Textblock –
"2007 wird das Jahr von MP3"
Nach dem weltgrößten Online-Einzelhändler Amazon will auch die Online-Tauschbörse Limewire 2007 MP3-Downloads verkaufen. Die großen Musikkonzerne beginnen umzudenken. Kopierschutz für Online-Musik könnte schon bald der Vergangenheit angehören.
Die Online-Tauschbörse Limewire will 2007 damit beginnen, ihren rund 40 Millionen Nutzern einen Dollar pro Download zu verrechnen und die Erlöse mit den Musikkonzernen teilen, berichtete das US-Branchenmagazin "Billboard".
Die Tauschbörsen-Software-Anbieter wollen jedoch keine Digital Rights Management Systeme [DRM] dulden, sondern weiterhin auf das ungeschützte MP3-Format setzen.

Gesammelte Daten:
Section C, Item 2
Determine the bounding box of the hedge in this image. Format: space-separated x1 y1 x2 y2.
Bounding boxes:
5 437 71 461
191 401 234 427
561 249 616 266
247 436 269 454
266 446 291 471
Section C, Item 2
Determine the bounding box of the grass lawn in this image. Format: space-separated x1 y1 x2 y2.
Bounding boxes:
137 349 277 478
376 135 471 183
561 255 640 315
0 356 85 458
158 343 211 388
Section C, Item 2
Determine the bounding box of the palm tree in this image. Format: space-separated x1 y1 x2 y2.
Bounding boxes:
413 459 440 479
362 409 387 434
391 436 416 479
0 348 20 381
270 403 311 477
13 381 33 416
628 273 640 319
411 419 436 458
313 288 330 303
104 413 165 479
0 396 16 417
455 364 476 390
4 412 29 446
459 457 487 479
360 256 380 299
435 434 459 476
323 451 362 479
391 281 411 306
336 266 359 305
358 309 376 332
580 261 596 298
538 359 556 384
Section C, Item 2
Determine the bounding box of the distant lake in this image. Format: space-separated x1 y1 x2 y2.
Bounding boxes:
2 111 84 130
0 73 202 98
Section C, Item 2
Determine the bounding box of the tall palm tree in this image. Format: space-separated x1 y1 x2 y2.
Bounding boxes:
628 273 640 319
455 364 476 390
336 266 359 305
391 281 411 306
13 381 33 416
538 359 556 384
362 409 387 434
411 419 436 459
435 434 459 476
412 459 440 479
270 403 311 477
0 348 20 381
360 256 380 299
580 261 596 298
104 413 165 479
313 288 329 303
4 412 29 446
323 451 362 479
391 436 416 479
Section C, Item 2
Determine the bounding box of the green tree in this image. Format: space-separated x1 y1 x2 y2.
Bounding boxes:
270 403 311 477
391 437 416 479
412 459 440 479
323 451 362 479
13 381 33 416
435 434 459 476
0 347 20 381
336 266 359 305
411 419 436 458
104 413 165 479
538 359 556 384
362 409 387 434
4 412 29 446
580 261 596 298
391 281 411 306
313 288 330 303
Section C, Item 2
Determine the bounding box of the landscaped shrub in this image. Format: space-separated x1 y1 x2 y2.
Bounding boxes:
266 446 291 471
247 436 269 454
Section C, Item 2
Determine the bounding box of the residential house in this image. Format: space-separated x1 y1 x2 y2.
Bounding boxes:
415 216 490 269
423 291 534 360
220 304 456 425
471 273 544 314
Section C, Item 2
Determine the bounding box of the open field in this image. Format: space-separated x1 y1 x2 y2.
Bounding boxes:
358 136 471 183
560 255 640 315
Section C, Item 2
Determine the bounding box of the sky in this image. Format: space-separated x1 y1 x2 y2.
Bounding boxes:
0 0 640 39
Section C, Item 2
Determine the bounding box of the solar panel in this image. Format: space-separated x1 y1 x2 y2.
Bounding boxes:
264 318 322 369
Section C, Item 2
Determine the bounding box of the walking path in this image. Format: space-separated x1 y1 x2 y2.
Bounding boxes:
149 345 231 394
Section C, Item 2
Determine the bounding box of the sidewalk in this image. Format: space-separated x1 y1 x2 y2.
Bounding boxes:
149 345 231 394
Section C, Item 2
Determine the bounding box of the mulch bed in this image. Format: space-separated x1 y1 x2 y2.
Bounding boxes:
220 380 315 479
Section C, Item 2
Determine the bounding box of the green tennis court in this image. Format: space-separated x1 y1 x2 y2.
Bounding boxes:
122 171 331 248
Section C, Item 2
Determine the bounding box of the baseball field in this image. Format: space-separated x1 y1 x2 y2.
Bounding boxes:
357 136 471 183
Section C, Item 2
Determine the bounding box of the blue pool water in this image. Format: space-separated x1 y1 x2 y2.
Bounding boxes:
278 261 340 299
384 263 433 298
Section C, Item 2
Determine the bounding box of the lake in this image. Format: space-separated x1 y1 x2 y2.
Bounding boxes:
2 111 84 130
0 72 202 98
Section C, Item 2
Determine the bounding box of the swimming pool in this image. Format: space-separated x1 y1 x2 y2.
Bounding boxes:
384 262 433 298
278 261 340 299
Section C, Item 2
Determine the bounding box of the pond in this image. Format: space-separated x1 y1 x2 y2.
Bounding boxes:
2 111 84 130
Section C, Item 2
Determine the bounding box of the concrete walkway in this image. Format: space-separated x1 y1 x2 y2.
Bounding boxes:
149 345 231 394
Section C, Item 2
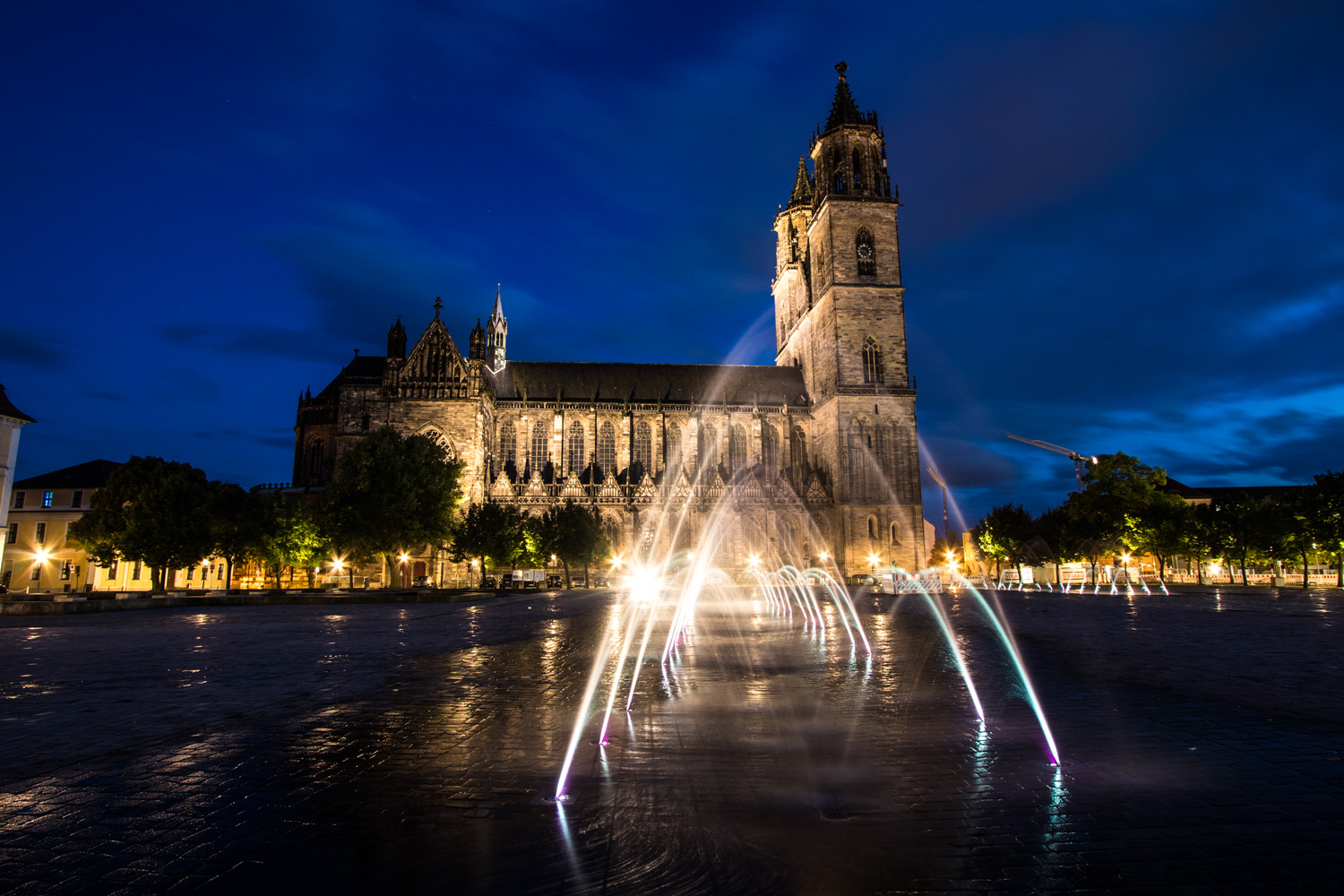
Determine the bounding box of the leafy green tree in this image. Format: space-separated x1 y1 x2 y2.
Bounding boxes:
258 495 331 589
209 482 269 590
973 504 1037 582
1123 490 1191 579
70 457 214 591
535 500 612 589
448 501 529 585
1032 506 1080 586
322 427 462 585
1314 470 1344 587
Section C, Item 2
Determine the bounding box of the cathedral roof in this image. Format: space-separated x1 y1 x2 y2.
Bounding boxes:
13 461 121 489
825 62 878 130
495 361 808 406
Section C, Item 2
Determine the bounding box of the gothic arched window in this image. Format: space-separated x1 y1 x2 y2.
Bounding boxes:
863 336 887 383
789 426 808 485
529 420 551 473
597 423 616 477
564 420 588 473
695 423 719 470
728 423 747 473
631 420 653 481
499 420 518 476
663 423 682 471
761 423 780 470
854 227 878 277
308 439 323 477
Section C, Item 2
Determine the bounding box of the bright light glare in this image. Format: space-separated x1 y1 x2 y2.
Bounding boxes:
625 567 663 600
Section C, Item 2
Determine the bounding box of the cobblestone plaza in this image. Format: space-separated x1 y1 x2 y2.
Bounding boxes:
0 590 1344 893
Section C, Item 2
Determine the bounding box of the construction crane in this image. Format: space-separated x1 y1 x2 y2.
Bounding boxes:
1007 433 1097 495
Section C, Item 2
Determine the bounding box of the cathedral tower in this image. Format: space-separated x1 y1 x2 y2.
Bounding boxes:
774 62 926 570
486 286 508 374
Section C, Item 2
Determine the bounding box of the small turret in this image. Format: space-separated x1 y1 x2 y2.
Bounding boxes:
387 314 406 360
467 317 486 361
486 283 508 374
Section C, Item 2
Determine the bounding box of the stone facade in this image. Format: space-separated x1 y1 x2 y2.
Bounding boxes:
295 63 927 573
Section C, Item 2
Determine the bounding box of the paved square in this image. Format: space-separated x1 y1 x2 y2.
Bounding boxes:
0 590 1344 893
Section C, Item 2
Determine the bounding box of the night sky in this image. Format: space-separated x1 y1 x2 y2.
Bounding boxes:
0 0 1344 525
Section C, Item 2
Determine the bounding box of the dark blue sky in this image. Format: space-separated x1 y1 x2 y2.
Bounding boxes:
0 0 1344 531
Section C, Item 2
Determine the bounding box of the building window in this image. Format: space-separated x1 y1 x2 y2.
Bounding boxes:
761 423 780 470
564 420 588 473
663 423 682 470
308 439 323 477
500 420 518 476
597 423 616 477
695 423 719 470
631 420 653 481
530 420 551 473
854 227 878 277
728 423 747 473
863 336 886 383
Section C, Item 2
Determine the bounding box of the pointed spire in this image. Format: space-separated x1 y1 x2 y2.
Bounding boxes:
825 62 878 130
789 156 816 208
491 283 504 321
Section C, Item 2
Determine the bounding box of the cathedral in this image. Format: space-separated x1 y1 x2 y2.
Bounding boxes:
293 63 929 575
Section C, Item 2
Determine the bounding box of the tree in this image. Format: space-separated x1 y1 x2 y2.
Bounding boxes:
322 427 462 585
258 495 331 589
1316 470 1344 587
1123 492 1191 579
535 500 612 589
1034 506 1078 587
209 482 268 591
973 504 1037 582
70 457 214 591
448 501 527 575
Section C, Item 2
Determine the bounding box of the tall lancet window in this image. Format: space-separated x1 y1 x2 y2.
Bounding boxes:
628 420 653 482
597 423 616 478
499 420 518 477
728 423 747 473
663 423 682 473
529 420 551 473
863 336 887 383
761 423 780 473
564 420 588 473
854 227 878 277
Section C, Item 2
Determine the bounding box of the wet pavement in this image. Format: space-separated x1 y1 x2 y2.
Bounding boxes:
0 590 1344 896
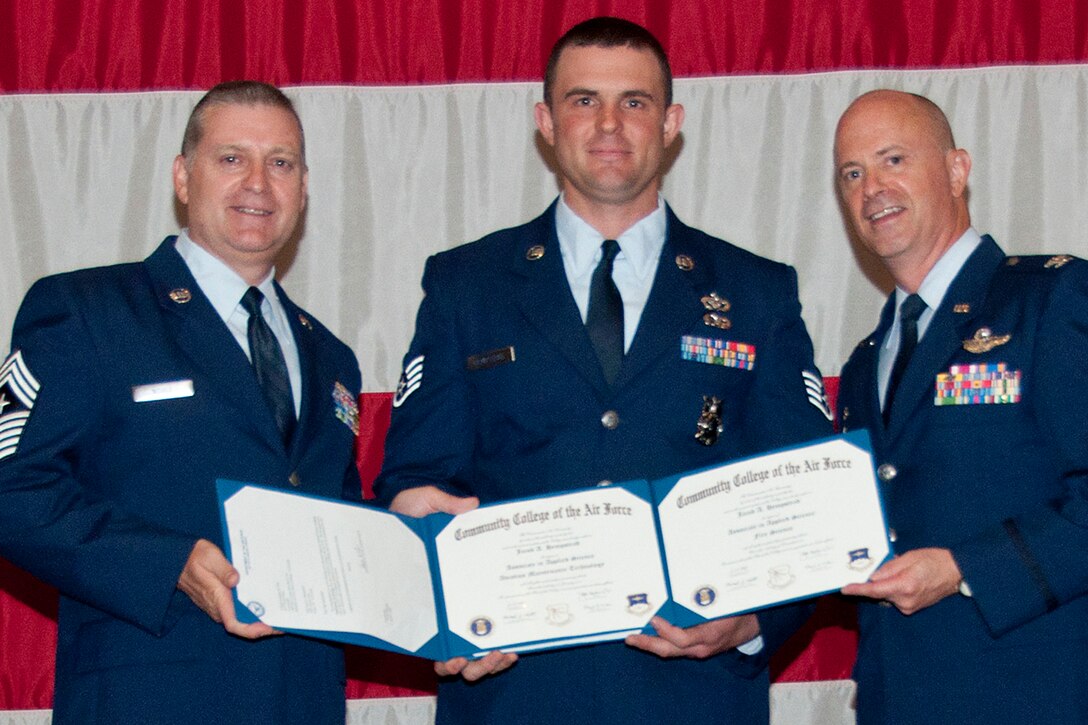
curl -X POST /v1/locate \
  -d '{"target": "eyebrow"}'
[562,87,654,100]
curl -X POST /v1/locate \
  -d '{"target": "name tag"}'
[133,380,194,403]
[465,345,517,371]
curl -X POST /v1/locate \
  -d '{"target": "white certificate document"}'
[435,481,668,652]
[222,486,437,652]
[655,433,891,624]
[219,432,890,660]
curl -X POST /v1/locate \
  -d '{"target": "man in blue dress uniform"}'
[834,90,1088,725]
[0,82,360,725]
[378,17,830,725]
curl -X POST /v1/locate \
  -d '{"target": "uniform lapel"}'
[275,283,324,460]
[616,209,714,386]
[888,236,1004,438]
[511,204,622,397]
[144,236,283,450]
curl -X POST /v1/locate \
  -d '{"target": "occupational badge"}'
[703,311,733,330]
[695,395,722,445]
[333,381,359,435]
[169,287,193,305]
[393,355,423,408]
[963,328,1012,355]
[0,349,41,459]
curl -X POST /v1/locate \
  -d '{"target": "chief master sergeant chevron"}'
[834,90,1088,725]
[378,17,830,725]
[0,82,360,725]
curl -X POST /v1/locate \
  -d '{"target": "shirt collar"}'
[555,194,668,279]
[895,226,982,310]
[174,230,277,320]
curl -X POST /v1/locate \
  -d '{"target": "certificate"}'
[655,431,891,626]
[219,432,890,660]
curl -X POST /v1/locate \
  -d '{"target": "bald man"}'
[834,90,1088,725]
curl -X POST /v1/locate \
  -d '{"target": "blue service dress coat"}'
[0,237,360,725]
[839,236,1088,725]
[376,205,830,725]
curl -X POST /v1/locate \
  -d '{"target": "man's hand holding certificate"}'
[221,433,889,661]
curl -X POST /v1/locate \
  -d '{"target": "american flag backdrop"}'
[0,0,1088,725]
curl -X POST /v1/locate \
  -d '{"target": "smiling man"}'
[378,17,830,725]
[0,81,360,725]
[834,90,1088,725]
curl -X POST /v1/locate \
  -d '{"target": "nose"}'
[245,163,268,192]
[862,164,885,199]
[597,103,620,134]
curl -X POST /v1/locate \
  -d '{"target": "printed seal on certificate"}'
[469,617,495,637]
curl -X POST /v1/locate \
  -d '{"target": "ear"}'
[944,148,970,198]
[174,153,189,206]
[665,103,683,148]
[533,101,555,146]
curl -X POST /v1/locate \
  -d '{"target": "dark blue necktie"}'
[883,294,926,427]
[585,239,623,385]
[242,287,295,443]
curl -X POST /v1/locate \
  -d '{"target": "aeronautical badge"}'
[469,617,495,637]
[691,587,718,606]
[801,370,834,420]
[846,546,873,572]
[333,381,359,435]
[700,292,732,312]
[695,395,722,445]
[1042,255,1073,269]
[393,355,423,408]
[0,349,41,459]
[963,328,1012,355]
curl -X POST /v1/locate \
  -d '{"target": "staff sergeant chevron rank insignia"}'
[0,349,41,458]
[393,355,423,408]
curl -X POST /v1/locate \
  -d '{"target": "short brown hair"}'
[182,81,306,165]
[544,15,672,106]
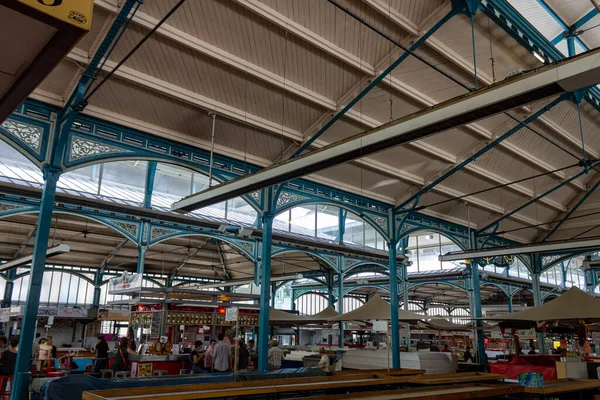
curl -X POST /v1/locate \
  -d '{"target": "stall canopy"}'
[329,295,427,322]
[425,316,473,332]
[269,307,303,325]
[485,287,600,326]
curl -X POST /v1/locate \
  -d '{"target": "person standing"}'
[319,347,329,372]
[204,339,217,372]
[112,337,135,372]
[46,335,56,360]
[190,340,206,374]
[269,339,285,370]
[213,333,231,372]
[0,338,19,375]
[127,328,137,354]
[238,339,250,372]
[37,338,52,373]
[94,335,108,374]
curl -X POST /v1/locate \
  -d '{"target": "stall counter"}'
[129,354,192,376]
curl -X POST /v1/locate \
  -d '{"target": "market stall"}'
[486,287,600,380]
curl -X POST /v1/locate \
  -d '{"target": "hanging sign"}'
[19,0,94,31]
[0,308,10,322]
[108,271,142,294]
[225,307,238,321]
[371,320,387,332]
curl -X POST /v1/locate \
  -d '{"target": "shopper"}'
[112,337,135,372]
[269,339,285,370]
[94,335,108,374]
[36,338,52,373]
[463,346,475,363]
[319,347,329,372]
[190,340,206,374]
[213,333,231,372]
[238,339,250,372]
[204,339,217,372]
[0,337,19,375]
[127,328,137,354]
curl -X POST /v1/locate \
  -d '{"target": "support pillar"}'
[567,36,575,57]
[471,259,487,366]
[337,272,344,348]
[11,166,61,399]
[258,212,274,372]
[388,240,400,368]
[137,244,148,274]
[144,161,156,208]
[92,271,103,310]
[2,268,17,308]
[402,263,410,351]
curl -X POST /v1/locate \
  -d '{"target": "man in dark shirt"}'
[94,335,108,374]
[238,339,250,372]
[0,338,19,375]
[190,340,206,374]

Aufgabe 1 –
Schreiben Sie aus dem Text über Limewire die Stelle von "Nach dem weltgrößten" bis "ungeschützte MP3-Format setzen." wortgetreu ab.
Aufgabe 2 –
Beantworten Sie anhand des Textes über Limewire:
(a) Welcher Online-Einzelhändler will laut dem Text ebenfalls MP3-Downloads verkaufen?
(b) Wie viel will Limewire seinen Nutzern pro Download verrechnen?
(c) Auf welches Format wollen die Tauschbörsen-Software-Anbieter weiterhin setzen?

Schriftliche Lösung 1 –
Nach dem weltgrößten Online-Einzelhändler Amazon will auch die Online-Tauschbörse Limewire 2007 MP3-Downloads verkaufen. Die großen Musikkonzerne beginnen umzudenken. Kopierschutz für Online-Musik könnte schon bald der Vergangenheit angehören.
Die Online-Tauschbörse Limewire will 2007 damit beginnen, ihren rund 40 Millionen Nutzern einen Dollar pro Download zu verrechnen und die Erlöse mit den Musikkonzernen teilen, berichtete das US-Branchenmagazin "Billboard".
Die Tauschbörsen-Software-Anbieter wollen jedoch keine Digital Rights Management Systeme [DRM] dulden, sondern weiterhin auf das ungeschützte MP3-Format setzen.

Schriftliche Lösung 2 –
(a) Amazon
(b) Einen Dollar
(c) Auf das ungeschützte MP3-Format